## 求められること
抜粋文によると、筆者が母校の東京音楽大学がある雑司が谷で訪れた店の名前は何ですか。

## 抜粋文
====
今回は、ヴァイオリ二ストらしく(?)音大の側にあるパン屋さんを選んでみました。というのも、小さい頃からクラシックを学んできた身とすると、音大のある街って少し背筋が伸びる感じがあるのです。地名を目にしただけでそこにある音大が浮かぶというか。シャンとした気持ちになるのであまり行かないのですが(たまにはシャンとして!笑)、先日〝いつか行きたい″貯金していた仙川にある「AOSAN」へ。合わせて、母校の東京音楽大学がある雑司が谷の「うぐいすと穀雨」にも行ってきました!
====
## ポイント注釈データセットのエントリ
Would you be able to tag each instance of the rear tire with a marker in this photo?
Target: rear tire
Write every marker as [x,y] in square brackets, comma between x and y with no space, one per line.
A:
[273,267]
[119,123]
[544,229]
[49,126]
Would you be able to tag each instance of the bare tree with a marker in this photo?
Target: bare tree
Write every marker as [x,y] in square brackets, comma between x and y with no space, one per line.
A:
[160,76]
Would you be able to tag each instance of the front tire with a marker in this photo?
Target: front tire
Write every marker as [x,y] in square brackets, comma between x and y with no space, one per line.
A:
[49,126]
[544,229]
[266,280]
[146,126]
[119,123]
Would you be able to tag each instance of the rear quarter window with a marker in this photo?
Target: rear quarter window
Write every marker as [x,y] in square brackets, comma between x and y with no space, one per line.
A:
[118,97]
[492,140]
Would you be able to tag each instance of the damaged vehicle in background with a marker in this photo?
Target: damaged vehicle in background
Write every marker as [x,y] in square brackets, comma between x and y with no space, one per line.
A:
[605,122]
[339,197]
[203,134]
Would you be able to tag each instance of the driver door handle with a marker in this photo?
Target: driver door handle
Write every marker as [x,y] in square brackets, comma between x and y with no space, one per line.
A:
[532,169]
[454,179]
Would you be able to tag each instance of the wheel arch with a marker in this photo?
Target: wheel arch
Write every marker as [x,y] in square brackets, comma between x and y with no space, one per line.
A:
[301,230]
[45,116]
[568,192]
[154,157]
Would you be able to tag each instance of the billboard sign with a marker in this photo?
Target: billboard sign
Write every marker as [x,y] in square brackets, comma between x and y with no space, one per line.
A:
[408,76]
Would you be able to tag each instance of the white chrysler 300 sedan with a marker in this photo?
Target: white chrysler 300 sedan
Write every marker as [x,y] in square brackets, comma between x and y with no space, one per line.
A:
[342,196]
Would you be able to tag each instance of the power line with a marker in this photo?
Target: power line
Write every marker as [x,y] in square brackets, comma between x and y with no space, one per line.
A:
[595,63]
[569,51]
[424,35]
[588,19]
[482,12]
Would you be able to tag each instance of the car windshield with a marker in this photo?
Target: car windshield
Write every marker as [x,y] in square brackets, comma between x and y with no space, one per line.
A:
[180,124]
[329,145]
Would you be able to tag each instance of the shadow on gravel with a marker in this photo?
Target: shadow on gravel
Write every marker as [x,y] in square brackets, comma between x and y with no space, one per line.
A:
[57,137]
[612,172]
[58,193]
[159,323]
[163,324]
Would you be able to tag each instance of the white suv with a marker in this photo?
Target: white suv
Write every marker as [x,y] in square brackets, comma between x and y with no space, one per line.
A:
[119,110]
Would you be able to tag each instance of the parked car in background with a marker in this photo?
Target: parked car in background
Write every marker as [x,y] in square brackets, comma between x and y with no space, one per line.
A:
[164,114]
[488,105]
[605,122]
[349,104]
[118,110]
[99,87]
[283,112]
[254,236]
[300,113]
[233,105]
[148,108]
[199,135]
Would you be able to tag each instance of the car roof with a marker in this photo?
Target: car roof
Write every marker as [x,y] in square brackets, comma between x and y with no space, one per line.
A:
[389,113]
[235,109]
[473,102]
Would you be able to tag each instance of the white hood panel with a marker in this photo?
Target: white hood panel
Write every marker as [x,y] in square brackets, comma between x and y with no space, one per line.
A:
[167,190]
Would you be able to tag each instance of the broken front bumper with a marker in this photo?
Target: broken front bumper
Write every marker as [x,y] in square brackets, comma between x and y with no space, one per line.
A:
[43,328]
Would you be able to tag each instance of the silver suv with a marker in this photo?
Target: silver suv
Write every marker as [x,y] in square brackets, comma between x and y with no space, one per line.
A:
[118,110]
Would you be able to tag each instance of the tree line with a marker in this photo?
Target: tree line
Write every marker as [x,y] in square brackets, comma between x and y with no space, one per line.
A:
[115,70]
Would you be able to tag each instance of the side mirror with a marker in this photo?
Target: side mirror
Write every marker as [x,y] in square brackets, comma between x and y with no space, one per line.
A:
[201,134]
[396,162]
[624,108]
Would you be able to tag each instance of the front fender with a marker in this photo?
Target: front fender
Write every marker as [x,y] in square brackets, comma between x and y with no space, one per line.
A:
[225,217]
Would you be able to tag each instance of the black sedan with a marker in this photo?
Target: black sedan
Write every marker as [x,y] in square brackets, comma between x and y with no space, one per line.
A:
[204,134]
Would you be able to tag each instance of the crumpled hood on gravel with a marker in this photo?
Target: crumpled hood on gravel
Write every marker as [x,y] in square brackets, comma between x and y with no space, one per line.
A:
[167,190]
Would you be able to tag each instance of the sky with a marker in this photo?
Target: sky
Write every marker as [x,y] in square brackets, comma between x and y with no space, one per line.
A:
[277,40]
====
## 回答
「うぐいすと穀雨」です。